EXERCISE DETAILS:
Format the lines of the material below as a JSON list of strings, one string per line, leaving out blank lines and any pictures. Start at the beginning of the material and end with the line containing "pixel 48 207", including both ends.

+++ RECORDED DATA

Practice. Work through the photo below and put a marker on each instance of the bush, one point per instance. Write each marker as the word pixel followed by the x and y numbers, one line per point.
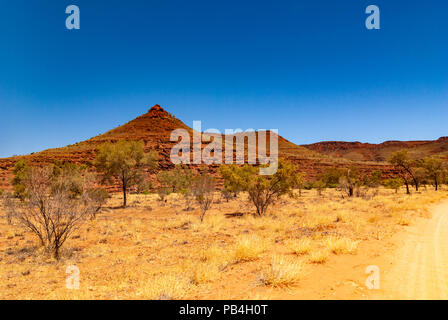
pixel 20 171
pixel 263 190
pixel 177 180
pixel 394 183
pixel 124 161
pixel 203 189
pixel 48 207
pixel 320 186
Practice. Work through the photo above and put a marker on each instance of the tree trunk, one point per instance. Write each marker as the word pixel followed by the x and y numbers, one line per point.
pixel 124 195
pixel 350 191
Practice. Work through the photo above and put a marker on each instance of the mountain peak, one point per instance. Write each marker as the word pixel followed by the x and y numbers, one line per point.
pixel 157 112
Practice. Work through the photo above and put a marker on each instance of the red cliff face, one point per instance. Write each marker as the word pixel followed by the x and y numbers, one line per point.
pixel 154 128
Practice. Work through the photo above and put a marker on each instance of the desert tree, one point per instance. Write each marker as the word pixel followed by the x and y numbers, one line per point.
pixel 320 186
pixel 350 181
pixel 300 182
pixel 405 166
pixel 49 209
pixel 203 188
pixel 177 179
pixel 393 183
pixel 263 190
pixel 20 172
pixel 435 170
pixel 124 161
pixel 331 177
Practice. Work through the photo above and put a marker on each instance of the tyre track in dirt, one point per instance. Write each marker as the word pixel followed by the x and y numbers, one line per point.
pixel 420 266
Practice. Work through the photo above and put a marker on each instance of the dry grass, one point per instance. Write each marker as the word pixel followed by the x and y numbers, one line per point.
pixel 319 256
pixel 166 287
pixel 248 248
pixel 282 272
pixel 341 245
pixel 299 246
pixel 166 253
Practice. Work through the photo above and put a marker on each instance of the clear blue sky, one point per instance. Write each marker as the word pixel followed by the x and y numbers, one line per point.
pixel 309 68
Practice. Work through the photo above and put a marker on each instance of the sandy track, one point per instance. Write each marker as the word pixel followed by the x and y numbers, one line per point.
pixel 421 267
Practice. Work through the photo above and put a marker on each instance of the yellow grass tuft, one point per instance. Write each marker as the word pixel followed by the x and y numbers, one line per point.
pixel 282 272
pixel 319 257
pixel 248 248
pixel 166 287
pixel 341 245
pixel 299 246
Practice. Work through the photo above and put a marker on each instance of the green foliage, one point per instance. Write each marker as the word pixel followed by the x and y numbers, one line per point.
pixel 203 189
pixel 393 183
pixel 263 190
pixel 374 179
pixel 308 185
pixel 320 186
pixel 69 175
pixel 163 193
pixel 331 177
pixel 433 169
pixel 21 171
pixel 350 181
pixel 125 161
pixel 403 163
pixel 177 180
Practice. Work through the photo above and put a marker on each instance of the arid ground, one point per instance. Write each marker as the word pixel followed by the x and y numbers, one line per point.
pixel 308 247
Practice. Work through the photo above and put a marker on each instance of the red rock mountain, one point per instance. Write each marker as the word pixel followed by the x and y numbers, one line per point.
pixel 155 127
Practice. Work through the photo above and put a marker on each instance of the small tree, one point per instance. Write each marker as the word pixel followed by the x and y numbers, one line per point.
pixel 178 179
pixel 226 194
pixel 124 161
pixel 263 190
pixel 300 182
pixel 331 177
pixel 393 183
pixel 350 181
pixel 320 186
pixel 20 171
pixel 434 169
pixel 49 209
pixel 204 189
pixel 405 166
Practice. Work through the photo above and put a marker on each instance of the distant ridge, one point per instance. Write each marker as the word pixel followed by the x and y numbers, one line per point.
pixel 154 128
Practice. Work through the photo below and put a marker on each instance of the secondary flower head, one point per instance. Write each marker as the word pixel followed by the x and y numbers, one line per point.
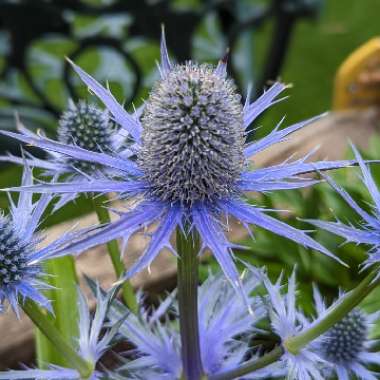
pixel 287 320
pixel 369 230
pixel 347 347
pixel 192 163
pixel 20 254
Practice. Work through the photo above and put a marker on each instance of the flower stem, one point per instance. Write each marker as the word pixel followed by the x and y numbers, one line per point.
pixel 63 295
pixel 295 343
pixel 51 332
pixel 188 248
pixel 114 253
pixel 250 366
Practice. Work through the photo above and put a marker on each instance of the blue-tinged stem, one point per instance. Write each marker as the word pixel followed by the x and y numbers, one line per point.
pixel 187 286
pixel 66 350
pixel 295 343
pixel 251 365
pixel 128 293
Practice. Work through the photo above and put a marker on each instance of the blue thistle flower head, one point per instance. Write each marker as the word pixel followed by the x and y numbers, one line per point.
pixel 20 252
pixel 368 232
pixel 193 127
pixel 192 164
pixel 286 321
pixel 347 347
pixel 225 331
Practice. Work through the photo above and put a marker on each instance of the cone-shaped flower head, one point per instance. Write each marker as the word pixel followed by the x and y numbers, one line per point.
pixel 95 338
pixel 193 135
pixel 87 127
pixel 192 163
pixel 347 347
pixel 13 255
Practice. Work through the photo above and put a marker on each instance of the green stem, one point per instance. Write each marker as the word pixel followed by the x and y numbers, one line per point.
pixel 188 248
pixel 114 253
pixel 295 343
pixel 63 295
pixel 251 365
pixel 51 332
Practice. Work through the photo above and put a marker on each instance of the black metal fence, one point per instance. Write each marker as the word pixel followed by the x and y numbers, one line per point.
pixel 25 22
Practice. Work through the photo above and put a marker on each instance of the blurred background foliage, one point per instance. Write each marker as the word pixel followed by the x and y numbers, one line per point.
pixel 324 33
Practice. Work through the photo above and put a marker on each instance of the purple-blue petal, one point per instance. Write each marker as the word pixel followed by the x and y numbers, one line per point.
pixel 276 136
pixel 160 239
pixel 77 152
pixel 252 215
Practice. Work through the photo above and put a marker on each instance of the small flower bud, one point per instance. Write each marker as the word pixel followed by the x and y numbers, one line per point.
pixel 345 340
pixel 12 258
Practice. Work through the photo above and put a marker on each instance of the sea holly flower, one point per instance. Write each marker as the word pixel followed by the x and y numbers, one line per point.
pixel 347 347
pixel 286 321
pixel 95 338
pixel 369 230
pixel 225 332
pixel 192 163
pixel 20 253
pixel 83 125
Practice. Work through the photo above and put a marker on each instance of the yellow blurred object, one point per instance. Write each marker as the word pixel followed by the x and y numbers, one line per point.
pixel 357 82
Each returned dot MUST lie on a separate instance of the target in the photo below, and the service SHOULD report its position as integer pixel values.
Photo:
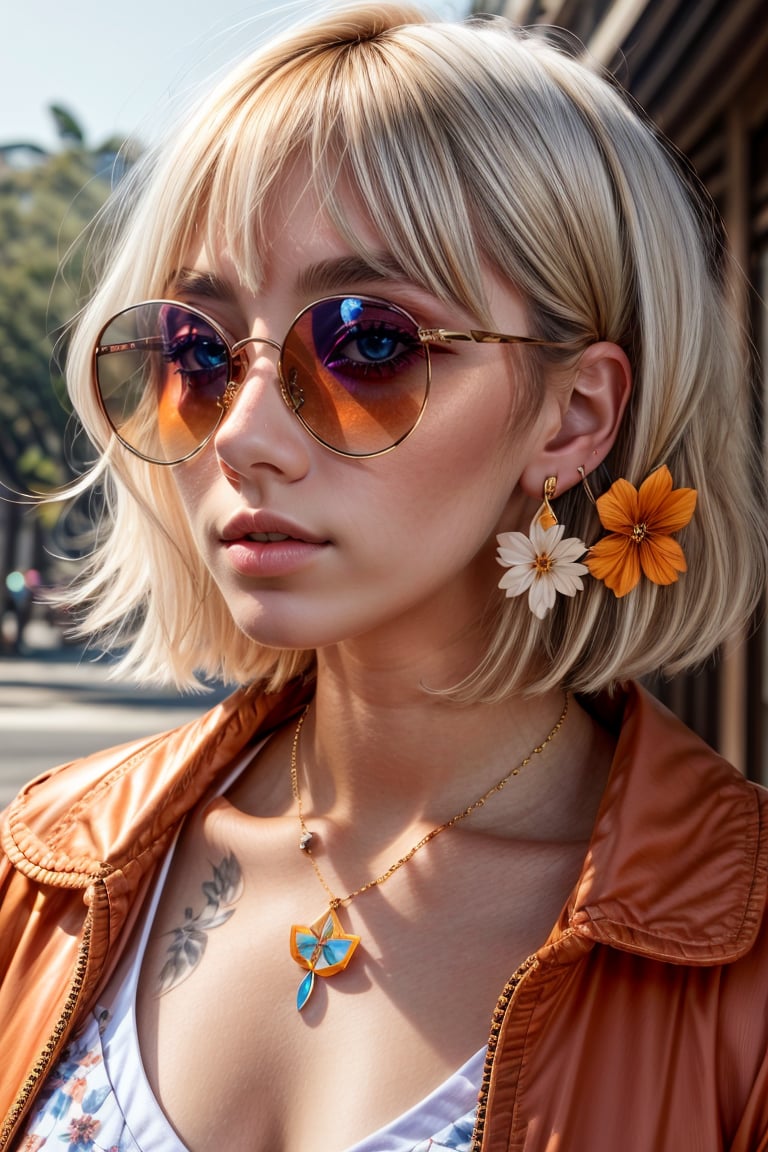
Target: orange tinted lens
(356, 372)
(161, 370)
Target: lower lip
(279, 558)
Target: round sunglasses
(355, 370)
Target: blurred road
(58, 705)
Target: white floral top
(83, 1111)
(99, 1099)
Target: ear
(591, 415)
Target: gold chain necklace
(322, 947)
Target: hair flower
(640, 524)
(541, 563)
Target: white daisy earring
(541, 563)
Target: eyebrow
(331, 275)
(325, 277)
(206, 285)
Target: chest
(218, 1022)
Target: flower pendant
(322, 948)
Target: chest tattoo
(189, 940)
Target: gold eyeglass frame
(289, 391)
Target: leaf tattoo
(188, 945)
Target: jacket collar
(677, 865)
(676, 869)
(118, 809)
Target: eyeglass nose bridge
(290, 391)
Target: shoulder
(677, 868)
(114, 804)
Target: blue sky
(122, 68)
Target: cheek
(195, 482)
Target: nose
(257, 429)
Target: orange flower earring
(640, 523)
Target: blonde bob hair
(471, 145)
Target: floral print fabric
(78, 1111)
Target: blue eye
(194, 349)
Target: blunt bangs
(470, 149)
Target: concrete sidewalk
(59, 704)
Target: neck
(372, 757)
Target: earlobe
(591, 417)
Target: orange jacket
(640, 1024)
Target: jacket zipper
(497, 1020)
(53, 1044)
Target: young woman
(420, 416)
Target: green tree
(46, 201)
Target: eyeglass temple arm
(446, 336)
(152, 343)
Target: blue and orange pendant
(324, 948)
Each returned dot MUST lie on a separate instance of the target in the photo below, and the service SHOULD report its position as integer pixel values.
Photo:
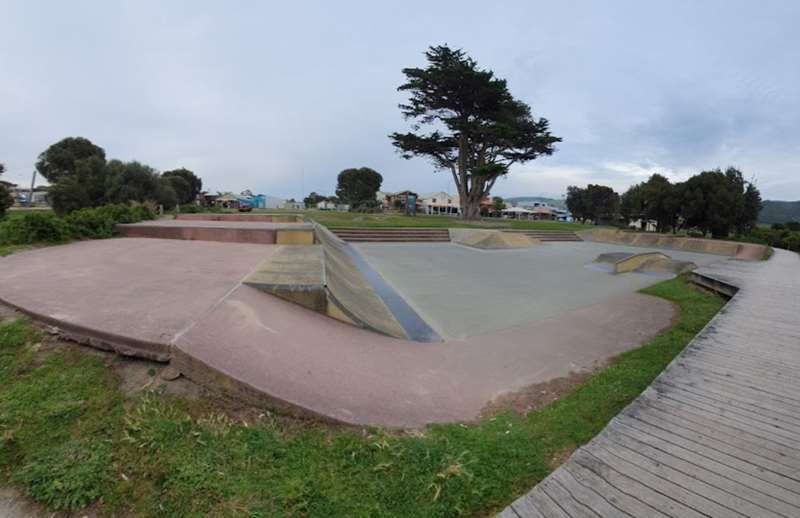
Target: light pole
(30, 194)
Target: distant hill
(779, 212)
(553, 202)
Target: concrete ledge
(274, 218)
(744, 251)
(125, 345)
(293, 273)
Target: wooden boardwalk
(717, 433)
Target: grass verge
(69, 438)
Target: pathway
(717, 433)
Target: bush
(34, 227)
(99, 223)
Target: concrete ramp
(491, 239)
(360, 294)
(648, 263)
(744, 251)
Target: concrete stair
(549, 236)
(393, 235)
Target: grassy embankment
(69, 437)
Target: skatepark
(288, 314)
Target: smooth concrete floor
(462, 291)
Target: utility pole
(30, 194)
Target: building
(439, 203)
(397, 200)
(329, 205)
(293, 205)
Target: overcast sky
(278, 97)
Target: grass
(69, 438)
(335, 219)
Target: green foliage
(67, 476)
(34, 227)
(597, 203)
(358, 186)
(187, 185)
(779, 211)
(87, 223)
(62, 158)
(478, 128)
(67, 439)
(778, 236)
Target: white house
(440, 203)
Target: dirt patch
(537, 396)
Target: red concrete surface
(358, 376)
(189, 294)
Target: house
(293, 205)
(398, 200)
(329, 205)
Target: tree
(719, 202)
(499, 203)
(595, 202)
(132, 181)
(61, 158)
(577, 203)
(631, 204)
(5, 194)
(603, 203)
(479, 129)
(660, 202)
(358, 186)
(85, 186)
(186, 193)
(312, 199)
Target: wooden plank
(699, 495)
(750, 494)
(720, 452)
(623, 501)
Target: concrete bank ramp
(491, 239)
(743, 251)
(358, 293)
(655, 263)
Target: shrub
(34, 227)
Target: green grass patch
(68, 439)
(335, 219)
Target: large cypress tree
(477, 128)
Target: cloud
(279, 98)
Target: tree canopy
(358, 186)
(713, 202)
(80, 177)
(596, 203)
(61, 159)
(477, 129)
(186, 184)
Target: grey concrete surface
(462, 292)
(717, 433)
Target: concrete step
(393, 235)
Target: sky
(278, 97)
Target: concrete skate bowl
(188, 302)
(204, 227)
(272, 218)
(491, 239)
(650, 263)
(742, 251)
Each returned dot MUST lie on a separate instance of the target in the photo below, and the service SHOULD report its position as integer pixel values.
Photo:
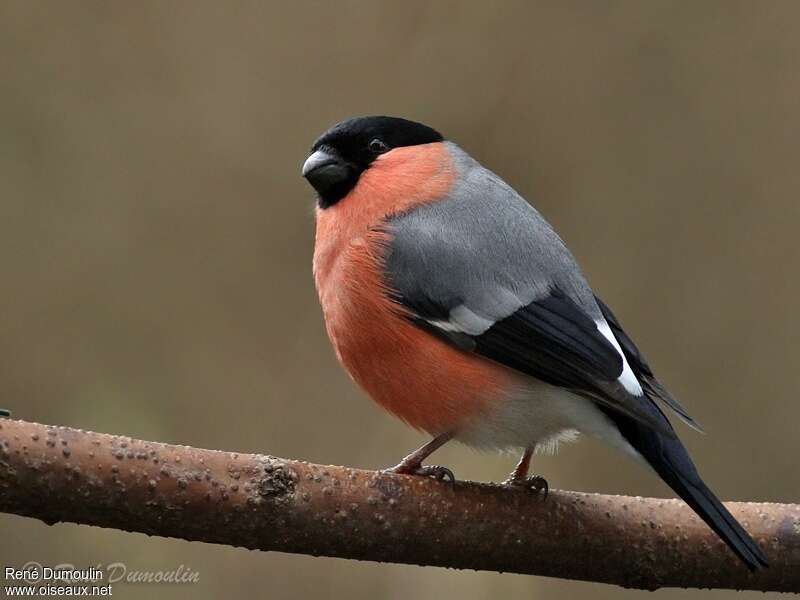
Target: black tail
(670, 460)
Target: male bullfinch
(457, 307)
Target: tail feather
(703, 501)
(671, 461)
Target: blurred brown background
(156, 236)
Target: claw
(435, 471)
(535, 483)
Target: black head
(346, 150)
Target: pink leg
(519, 476)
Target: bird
(454, 304)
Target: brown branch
(61, 474)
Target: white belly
(540, 415)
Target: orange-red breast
(456, 306)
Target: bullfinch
(454, 304)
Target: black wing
(551, 339)
(644, 373)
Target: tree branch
(268, 503)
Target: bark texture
(269, 503)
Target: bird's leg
(519, 476)
(412, 464)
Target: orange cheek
(419, 378)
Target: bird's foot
(535, 483)
(435, 471)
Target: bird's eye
(378, 146)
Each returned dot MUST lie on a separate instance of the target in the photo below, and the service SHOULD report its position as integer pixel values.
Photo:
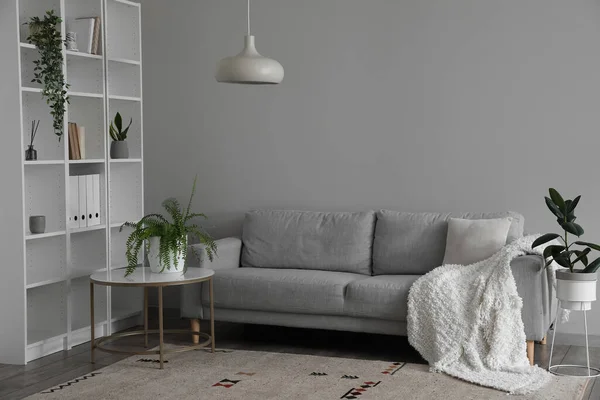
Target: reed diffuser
(31, 153)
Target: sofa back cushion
(329, 241)
(414, 243)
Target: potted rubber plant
(166, 241)
(118, 147)
(44, 33)
(576, 287)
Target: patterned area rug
(237, 374)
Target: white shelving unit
(44, 304)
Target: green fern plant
(173, 234)
(117, 133)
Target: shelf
(124, 61)
(88, 161)
(127, 3)
(118, 224)
(44, 162)
(86, 274)
(88, 229)
(44, 283)
(84, 94)
(126, 160)
(31, 90)
(83, 55)
(126, 98)
(30, 236)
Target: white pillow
(473, 240)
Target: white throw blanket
(466, 321)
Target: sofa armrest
(228, 255)
(535, 288)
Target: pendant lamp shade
(249, 67)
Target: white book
(84, 29)
(96, 211)
(82, 201)
(73, 202)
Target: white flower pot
(576, 291)
(155, 263)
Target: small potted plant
(166, 242)
(44, 33)
(576, 287)
(118, 147)
(31, 153)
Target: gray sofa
(343, 271)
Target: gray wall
(409, 105)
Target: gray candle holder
(37, 224)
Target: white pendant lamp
(249, 67)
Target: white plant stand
(554, 368)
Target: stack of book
(76, 142)
(87, 31)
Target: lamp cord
(248, 19)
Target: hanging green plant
(45, 35)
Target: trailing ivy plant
(48, 70)
(173, 234)
(564, 253)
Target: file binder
(82, 201)
(73, 202)
(96, 210)
(89, 199)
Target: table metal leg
(92, 342)
(160, 326)
(146, 317)
(556, 320)
(587, 346)
(212, 315)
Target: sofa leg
(530, 351)
(195, 326)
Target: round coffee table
(142, 277)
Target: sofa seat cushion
(381, 297)
(281, 290)
(327, 241)
(414, 243)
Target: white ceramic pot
(576, 291)
(155, 263)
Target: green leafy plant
(564, 253)
(48, 70)
(173, 234)
(117, 133)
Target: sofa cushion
(281, 290)
(329, 241)
(414, 243)
(382, 297)
(473, 240)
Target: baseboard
(574, 339)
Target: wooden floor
(17, 382)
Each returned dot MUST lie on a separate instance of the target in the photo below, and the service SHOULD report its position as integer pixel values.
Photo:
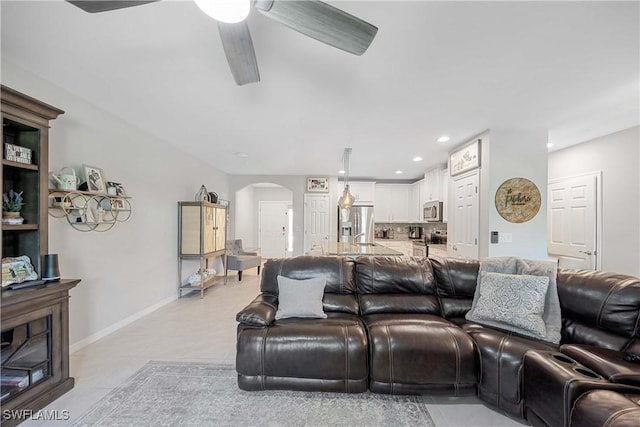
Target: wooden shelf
(19, 227)
(19, 165)
(88, 193)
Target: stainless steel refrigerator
(355, 224)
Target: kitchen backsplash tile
(400, 231)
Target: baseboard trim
(118, 325)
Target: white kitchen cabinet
(416, 200)
(392, 203)
(363, 192)
(432, 184)
(444, 193)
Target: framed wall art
(93, 175)
(115, 188)
(318, 185)
(518, 200)
(465, 158)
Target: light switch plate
(506, 237)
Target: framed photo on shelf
(115, 188)
(117, 204)
(93, 175)
(465, 158)
(318, 185)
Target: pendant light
(229, 11)
(347, 199)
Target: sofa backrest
(340, 290)
(600, 308)
(456, 281)
(395, 285)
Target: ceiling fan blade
(322, 22)
(95, 6)
(238, 47)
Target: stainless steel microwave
(432, 212)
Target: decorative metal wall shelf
(89, 211)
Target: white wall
(130, 270)
(245, 217)
(516, 153)
(617, 156)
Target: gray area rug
(196, 394)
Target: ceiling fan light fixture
(228, 11)
(347, 199)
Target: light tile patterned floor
(202, 330)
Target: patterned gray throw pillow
(300, 298)
(511, 302)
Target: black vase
(51, 269)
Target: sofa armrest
(606, 362)
(260, 312)
(250, 251)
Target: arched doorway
(263, 219)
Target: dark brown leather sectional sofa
(398, 326)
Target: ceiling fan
(312, 18)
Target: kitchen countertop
(369, 249)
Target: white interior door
(572, 227)
(465, 221)
(317, 221)
(273, 229)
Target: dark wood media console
(35, 355)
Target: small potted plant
(12, 203)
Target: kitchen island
(360, 249)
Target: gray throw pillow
(512, 302)
(300, 298)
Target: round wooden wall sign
(518, 200)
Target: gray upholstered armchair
(239, 259)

++++++

ANSWER TO THE EXERCISE:
[
  "Practice. Work through the photo below and put a marker on each instance of the bush, one point per instance. Write each marker as the word pixel followed by the x and y numbers, one line per point.",
  "pixel 20 171",
  "pixel 263 190",
  "pixel 177 180",
  "pixel 394 183",
  "pixel 124 161",
  "pixel 203 189",
  "pixel 48 207"
]